An exact copy of the records below is needed, with every picture left out.

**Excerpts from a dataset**
=== Section Start ===

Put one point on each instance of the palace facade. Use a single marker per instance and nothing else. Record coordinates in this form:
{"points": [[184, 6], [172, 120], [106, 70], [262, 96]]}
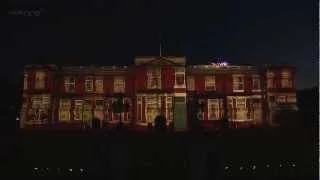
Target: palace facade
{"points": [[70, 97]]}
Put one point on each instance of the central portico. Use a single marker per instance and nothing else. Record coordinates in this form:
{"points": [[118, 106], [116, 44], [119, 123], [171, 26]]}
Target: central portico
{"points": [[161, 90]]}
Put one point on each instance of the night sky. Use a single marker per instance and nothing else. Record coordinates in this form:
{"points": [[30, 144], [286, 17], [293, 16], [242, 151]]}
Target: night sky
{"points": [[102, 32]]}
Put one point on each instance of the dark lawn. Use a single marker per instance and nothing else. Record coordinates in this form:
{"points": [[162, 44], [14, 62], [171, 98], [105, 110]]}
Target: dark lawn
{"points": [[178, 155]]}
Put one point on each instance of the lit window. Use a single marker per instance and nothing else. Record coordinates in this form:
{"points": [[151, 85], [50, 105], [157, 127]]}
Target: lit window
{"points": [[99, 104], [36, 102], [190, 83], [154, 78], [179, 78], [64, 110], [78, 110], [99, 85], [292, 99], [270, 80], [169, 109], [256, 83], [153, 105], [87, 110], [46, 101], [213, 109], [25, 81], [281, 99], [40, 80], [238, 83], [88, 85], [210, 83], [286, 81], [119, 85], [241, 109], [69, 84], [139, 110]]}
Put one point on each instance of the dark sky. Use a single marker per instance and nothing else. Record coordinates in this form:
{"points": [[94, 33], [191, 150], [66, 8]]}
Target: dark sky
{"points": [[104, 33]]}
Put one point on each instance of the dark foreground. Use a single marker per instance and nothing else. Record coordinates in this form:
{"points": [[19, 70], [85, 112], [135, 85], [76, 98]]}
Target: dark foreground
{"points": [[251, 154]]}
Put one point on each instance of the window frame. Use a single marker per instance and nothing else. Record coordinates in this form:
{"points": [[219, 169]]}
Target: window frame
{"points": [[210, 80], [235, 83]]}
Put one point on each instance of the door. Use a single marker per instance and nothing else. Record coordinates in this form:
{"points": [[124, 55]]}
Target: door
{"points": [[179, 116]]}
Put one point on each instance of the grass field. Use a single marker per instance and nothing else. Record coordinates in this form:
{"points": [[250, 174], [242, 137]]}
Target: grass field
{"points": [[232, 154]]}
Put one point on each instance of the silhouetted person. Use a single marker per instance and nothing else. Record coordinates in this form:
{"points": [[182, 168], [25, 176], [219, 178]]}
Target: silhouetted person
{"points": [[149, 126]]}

=== Section End ===

**Output for this task**
Put one point on each instance of the palace facade. Use a single marker per instance and nothing else. Record coordinates in this form:
{"points": [[184, 6], [172, 120], [106, 70], [262, 96]]}
Target: palace facade
{"points": [[70, 97]]}
Put one point on each instance of the central portico. Use a single marker per instance and nothing else. Record coordinates in this form:
{"points": [[118, 106], [116, 44], [119, 123], [171, 26]]}
Target: central portico
{"points": [[161, 90]]}
Put one point on each instance of the night sky. Use a single marker per instance and nothing else. Record coordinates in this form:
{"points": [[30, 144], [286, 17], [293, 16], [242, 151]]}
Target: night sky
{"points": [[102, 32]]}
Put one point on each instance of the dark lawn. Use a single marker per instance and nothing else. Record coordinates in this form:
{"points": [[162, 44], [14, 62], [171, 98], [105, 110]]}
Target: dark lawn
{"points": [[178, 155]]}
Put one point on each instance of the lit window. Use a single marker per instance and nothing else. Record coordinates in this form:
{"points": [[151, 85], [50, 105], [157, 127]]}
Target: lit window
{"points": [[99, 104], [36, 102], [190, 83], [154, 78], [179, 78], [64, 110], [78, 110], [99, 85], [292, 99], [270, 80], [169, 109], [256, 83], [153, 105], [87, 110], [46, 101], [213, 109], [25, 81], [281, 99], [40, 80], [238, 83], [88, 85], [210, 83], [286, 81], [119, 85], [241, 109], [69, 84], [139, 110]]}
Put one point on each instance of the dark sky. Use a single marker per instance and nothing else. Record coordinates in this form:
{"points": [[94, 33], [191, 150], [66, 8]]}
Target: dark sky
{"points": [[104, 33]]}
Put one point on each instance of the dark foreground. Use a single marker per instance and nothing else. Record coordinates in this form:
{"points": [[19, 70], [85, 112], [135, 85], [76, 98]]}
Target: dark foreground
{"points": [[251, 154]]}
Put one point on each instance of the window frame. Use a single marker per instance and nothing else. Record coordinates in this form:
{"points": [[219, 169]]}
Target: window frame
{"points": [[210, 80], [235, 83]]}
Put one point on each instance of the door. Use a single marker per instance and nothing else. Record coordinates in this form:
{"points": [[124, 55]]}
Target: door
{"points": [[179, 116]]}
Put one point on each instance of the grass field. Use a single marker per instance and nothing else. Record coordinates in this form:
{"points": [[250, 174], [242, 137]]}
Target: grass field
{"points": [[232, 154]]}
Put one point on each instance of the silhouetted person. Use a single marker per instance and nothing else. Record coordinates in this form:
{"points": [[182, 168], [25, 176], [219, 178]]}
Target: silhouetted person
{"points": [[149, 126]]}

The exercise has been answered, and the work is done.